_Directions_.
Pull out each line from the items below that contains the string "shirt". Treat the match as case-sensitive.

[Stored entries]
= = = = =

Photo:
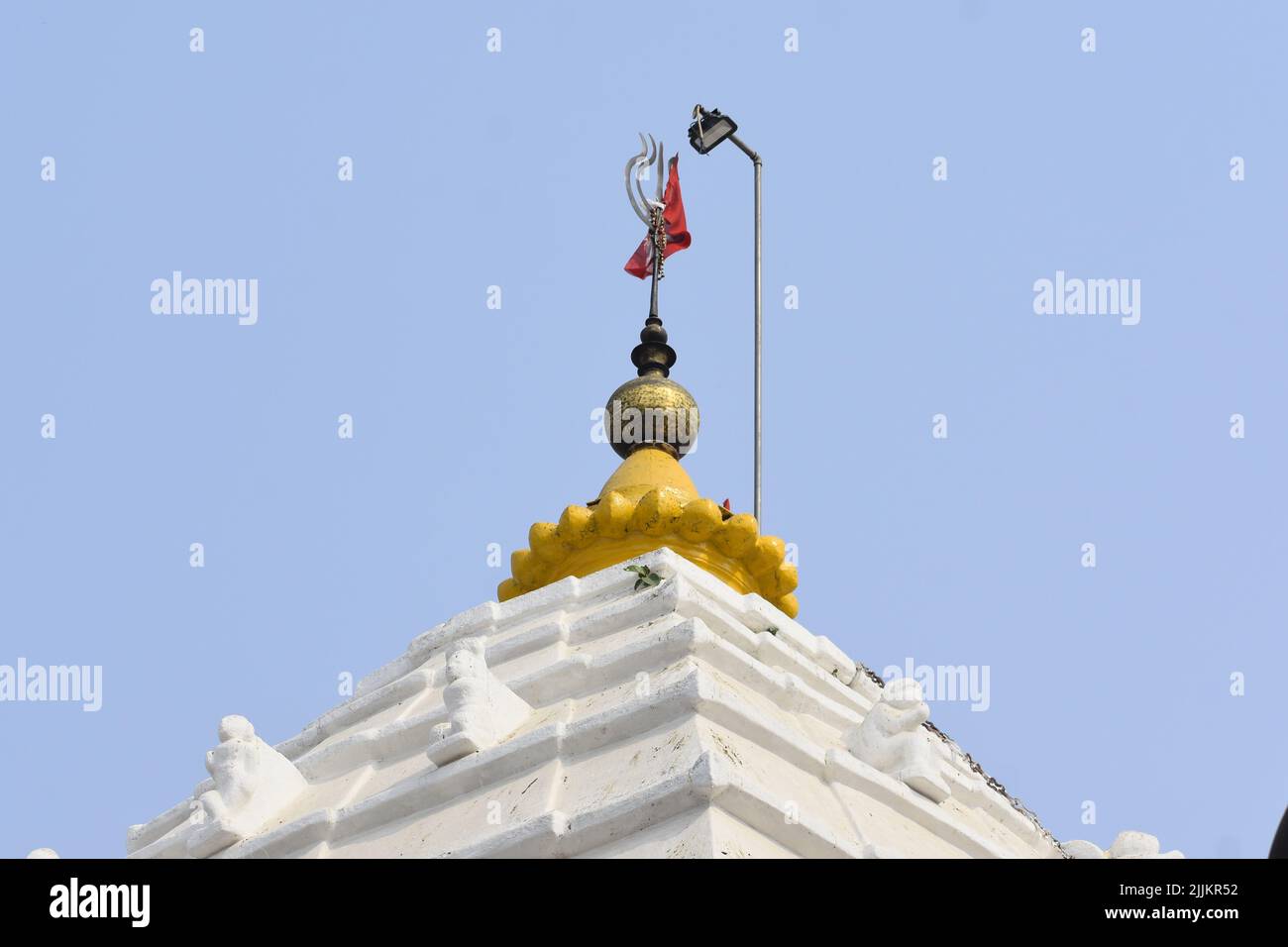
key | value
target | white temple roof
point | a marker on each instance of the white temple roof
(591, 718)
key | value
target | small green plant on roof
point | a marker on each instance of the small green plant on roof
(647, 577)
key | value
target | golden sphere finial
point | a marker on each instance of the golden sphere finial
(652, 410)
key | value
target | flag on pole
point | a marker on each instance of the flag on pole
(678, 236)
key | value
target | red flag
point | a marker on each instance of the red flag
(678, 236)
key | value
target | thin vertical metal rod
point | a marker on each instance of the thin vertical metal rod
(758, 163)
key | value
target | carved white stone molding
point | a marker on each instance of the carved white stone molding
(1126, 845)
(253, 784)
(482, 710)
(893, 740)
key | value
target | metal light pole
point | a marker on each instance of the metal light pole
(706, 132)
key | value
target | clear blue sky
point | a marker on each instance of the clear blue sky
(476, 169)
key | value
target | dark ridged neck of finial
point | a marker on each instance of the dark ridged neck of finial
(653, 356)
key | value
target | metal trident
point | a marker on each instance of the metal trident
(651, 154)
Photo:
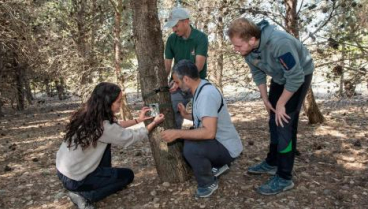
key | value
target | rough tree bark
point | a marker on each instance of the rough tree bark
(125, 110)
(291, 22)
(149, 48)
(19, 77)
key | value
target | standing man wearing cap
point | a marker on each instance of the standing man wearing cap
(185, 43)
(276, 53)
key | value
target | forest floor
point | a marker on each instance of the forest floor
(331, 171)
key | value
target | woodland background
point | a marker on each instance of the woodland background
(54, 52)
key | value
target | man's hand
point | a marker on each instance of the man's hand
(182, 110)
(142, 115)
(170, 135)
(268, 106)
(173, 87)
(281, 115)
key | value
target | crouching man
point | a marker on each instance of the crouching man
(213, 143)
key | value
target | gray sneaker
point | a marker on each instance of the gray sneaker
(275, 185)
(218, 171)
(79, 201)
(207, 191)
(261, 168)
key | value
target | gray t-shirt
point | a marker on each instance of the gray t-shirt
(206, 104)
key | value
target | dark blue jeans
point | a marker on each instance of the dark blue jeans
(102, 182)
(283, 139)
(202, 156)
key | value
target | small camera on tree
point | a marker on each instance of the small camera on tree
(155, 110)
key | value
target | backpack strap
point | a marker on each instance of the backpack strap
(195, 99)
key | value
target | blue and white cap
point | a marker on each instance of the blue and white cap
(176, 15)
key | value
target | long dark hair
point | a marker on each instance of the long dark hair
(86, 124)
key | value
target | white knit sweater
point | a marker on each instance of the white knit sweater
(76, 164)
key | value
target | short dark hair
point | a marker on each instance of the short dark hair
(244, 29)
(186, 68)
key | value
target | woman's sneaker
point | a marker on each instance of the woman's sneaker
(261, 168)
(79, 201)
(275, 185)
(218, 171)
(207, 191)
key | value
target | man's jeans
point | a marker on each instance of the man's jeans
(283, 139)
(102, 182)
(202, 156)
(176, 98)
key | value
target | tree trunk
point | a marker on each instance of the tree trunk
(291, 22)
(28, 90)
(220, 42)
(19, 77)
(47, 87)
(125, 110)
(170, 164)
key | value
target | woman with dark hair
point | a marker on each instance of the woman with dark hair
(83, 161)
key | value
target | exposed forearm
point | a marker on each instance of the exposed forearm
(151, 126)
(263, 90)
(168, 64)
(188, 116)
(128, 123)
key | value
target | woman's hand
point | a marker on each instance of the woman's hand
(142, 115)
(173, 87)
(159, 119)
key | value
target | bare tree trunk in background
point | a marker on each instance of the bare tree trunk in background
(19, 78)
(125, 110)
(343, 54)
(170, 164)
(291, 21)
(80, 9)
(28, 91)
(47, 87)
(220, 42)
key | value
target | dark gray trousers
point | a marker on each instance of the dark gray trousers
(202, 156)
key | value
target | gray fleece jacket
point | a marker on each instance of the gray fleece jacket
(280, 56)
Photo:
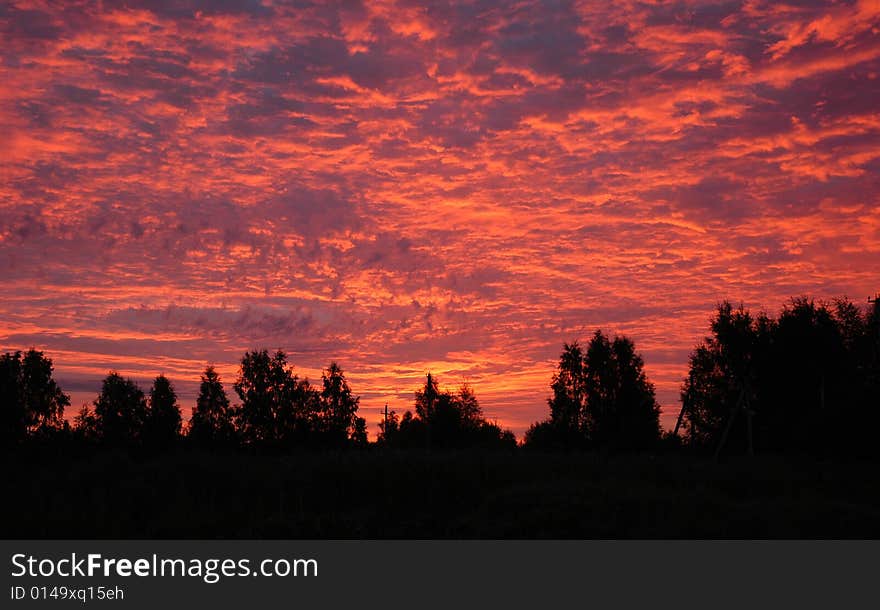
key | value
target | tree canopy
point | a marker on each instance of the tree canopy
(601, 398)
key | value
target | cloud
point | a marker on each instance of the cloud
(456, 187)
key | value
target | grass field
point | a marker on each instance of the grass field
(368, 494)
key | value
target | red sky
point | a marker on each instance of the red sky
(404, 187)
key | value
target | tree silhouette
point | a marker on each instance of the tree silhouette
(30, 400)
(337, 409)
(601, 398)
(211, 421)
(120, 410)
(162, 424)
(724, 367)
(444, 420)
(389, 430)
(807, 376)
(276, 405)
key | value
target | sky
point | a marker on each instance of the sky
(423, 186)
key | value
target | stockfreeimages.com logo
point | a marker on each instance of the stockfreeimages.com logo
(210, 571)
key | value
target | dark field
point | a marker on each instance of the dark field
(440, 495)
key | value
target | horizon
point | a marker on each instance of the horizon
(405, 188)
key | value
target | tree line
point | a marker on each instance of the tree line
(277, 409)
(807, 380)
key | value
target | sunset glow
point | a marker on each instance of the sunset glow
(411, 187)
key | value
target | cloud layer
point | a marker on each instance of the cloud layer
(412, 186)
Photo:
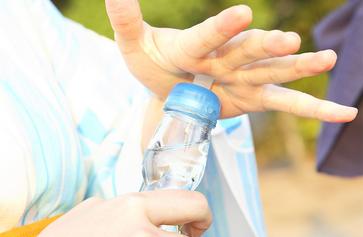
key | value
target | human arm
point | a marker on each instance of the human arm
(245, 64)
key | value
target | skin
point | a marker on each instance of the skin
(246, 66)
(135, 215)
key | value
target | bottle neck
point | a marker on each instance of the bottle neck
(192, 118)
(179, 129)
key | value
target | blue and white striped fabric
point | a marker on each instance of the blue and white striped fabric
(70, 127)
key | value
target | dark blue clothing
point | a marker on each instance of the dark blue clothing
(340, 146)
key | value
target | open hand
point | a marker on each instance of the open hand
(245, 64)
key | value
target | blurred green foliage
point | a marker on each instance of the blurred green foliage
(289, 15)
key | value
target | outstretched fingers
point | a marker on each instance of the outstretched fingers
(202, 39)
(302, 104)
(286, 69)
(126, 20)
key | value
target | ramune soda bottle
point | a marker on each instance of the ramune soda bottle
(177, 154)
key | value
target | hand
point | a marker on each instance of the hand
(135, 215)
(245, 64)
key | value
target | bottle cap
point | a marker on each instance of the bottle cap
(195, 101)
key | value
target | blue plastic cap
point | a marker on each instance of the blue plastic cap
(195, 101)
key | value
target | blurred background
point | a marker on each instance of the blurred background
(297, 201)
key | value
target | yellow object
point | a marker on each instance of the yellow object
(31, 230)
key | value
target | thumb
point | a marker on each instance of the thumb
(126, 20)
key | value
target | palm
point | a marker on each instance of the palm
(245, 64)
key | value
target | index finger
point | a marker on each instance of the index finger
(209, 35)
(177, 207)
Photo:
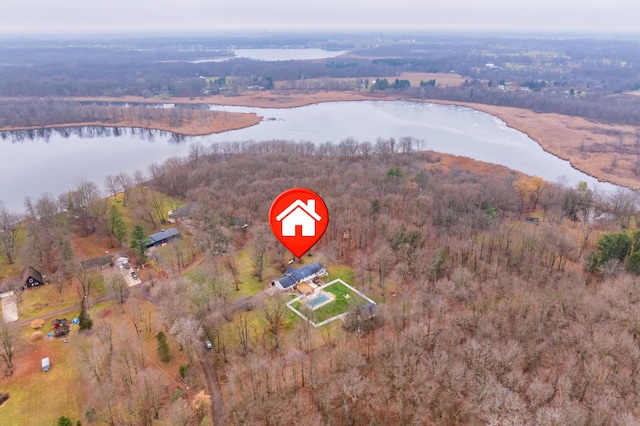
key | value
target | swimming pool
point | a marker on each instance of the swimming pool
(317, 300)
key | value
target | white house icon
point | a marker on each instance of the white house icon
(299, 214)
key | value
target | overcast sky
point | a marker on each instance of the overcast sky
(595, 16)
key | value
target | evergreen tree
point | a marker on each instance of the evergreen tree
(163, 347)
(85, 320)
(117, 227)
(139, 242)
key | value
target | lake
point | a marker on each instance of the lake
(54, 161)
(278, 55)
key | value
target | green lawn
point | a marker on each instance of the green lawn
(344, 300)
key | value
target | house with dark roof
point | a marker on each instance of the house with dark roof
(162, 237)
(304, 274)
(31, 277)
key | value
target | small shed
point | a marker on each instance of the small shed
(46, 365)
(31, 277)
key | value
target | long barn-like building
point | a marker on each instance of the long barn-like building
(162, 237)
(304, 274)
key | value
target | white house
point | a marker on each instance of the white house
(299, 214)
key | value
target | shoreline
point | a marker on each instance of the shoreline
(581, 142)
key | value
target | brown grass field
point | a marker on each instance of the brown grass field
(587, 145)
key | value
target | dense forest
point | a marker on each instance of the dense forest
(482, 317)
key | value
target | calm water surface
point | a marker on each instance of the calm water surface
(279, 55)
(55, 163)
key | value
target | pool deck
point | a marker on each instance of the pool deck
(320, 324)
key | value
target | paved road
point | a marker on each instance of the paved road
(143, 291)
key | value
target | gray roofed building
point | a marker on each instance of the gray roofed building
(295, 276)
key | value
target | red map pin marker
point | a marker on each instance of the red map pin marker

= = = = =

_Response_.
target | gray t-shirt
point | a marker on each instance of the gray t-shirt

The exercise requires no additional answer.